Work request :: From the entries provided below, copy each line that contains the word "green".

Material for this task ::
● ● ● ● ● ● ●

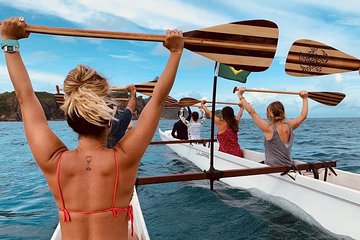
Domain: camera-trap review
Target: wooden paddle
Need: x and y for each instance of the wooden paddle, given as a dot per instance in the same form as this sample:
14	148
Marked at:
327	98
248	45
311	58
185	102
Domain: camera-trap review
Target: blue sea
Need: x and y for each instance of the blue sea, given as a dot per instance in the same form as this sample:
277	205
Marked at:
176	211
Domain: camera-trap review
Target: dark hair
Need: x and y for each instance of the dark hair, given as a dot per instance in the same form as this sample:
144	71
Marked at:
195	116
276	111
229	117
83	127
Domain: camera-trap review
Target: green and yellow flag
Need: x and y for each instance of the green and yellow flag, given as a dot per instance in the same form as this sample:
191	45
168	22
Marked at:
231	73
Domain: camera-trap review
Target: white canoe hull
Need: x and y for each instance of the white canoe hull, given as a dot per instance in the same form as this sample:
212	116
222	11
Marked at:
334	204
139	222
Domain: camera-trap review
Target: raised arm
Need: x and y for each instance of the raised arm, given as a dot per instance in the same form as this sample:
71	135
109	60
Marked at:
294	123
43	142
132	101
182	118
261	123
208	112
239	115
136	141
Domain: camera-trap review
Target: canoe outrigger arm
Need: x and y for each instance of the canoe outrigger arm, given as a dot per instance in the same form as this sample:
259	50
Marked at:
213	174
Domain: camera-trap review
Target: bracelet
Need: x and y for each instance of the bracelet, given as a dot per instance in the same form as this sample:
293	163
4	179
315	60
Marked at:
10	45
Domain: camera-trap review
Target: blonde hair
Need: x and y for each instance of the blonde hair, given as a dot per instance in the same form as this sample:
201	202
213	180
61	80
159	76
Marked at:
276	112
86	96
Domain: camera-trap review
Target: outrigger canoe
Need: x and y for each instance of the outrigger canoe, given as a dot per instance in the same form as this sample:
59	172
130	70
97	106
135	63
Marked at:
331	202
139	222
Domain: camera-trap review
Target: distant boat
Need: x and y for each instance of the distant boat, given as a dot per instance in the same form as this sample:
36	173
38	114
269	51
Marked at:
333	204
139	222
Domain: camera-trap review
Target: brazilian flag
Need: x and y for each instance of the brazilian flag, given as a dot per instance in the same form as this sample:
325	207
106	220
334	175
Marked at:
231	73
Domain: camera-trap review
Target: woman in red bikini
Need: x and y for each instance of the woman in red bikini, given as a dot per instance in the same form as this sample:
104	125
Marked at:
228	128
92	184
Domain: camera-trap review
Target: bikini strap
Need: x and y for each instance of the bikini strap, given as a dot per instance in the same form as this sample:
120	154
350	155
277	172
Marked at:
117	177
64	210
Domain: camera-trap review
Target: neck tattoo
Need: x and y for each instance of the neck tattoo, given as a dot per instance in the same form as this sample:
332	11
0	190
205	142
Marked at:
88	163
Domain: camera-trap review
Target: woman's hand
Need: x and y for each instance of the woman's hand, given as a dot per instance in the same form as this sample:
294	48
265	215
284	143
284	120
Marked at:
241	91
131	89
14	28
174	41
303	94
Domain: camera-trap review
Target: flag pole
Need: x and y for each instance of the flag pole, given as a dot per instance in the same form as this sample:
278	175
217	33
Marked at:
212	170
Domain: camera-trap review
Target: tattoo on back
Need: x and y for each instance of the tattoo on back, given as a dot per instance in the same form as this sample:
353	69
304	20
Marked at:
88	163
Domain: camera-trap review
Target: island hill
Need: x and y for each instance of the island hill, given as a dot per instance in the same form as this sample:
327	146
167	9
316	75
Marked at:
10	110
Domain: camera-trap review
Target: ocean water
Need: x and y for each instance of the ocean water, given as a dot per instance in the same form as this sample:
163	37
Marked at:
186	210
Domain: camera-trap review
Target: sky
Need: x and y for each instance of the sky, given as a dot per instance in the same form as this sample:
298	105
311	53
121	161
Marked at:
49	58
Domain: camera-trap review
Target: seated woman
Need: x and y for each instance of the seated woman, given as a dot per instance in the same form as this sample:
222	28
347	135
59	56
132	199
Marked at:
92	185
228	127
278	134
193	126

● ● ● ● ● ● ●

Exercise solution ::
Target: green and yellow flag
Need: x and y for each instance of the green and yellow flag, given as a dot per instance in the same form as this sample:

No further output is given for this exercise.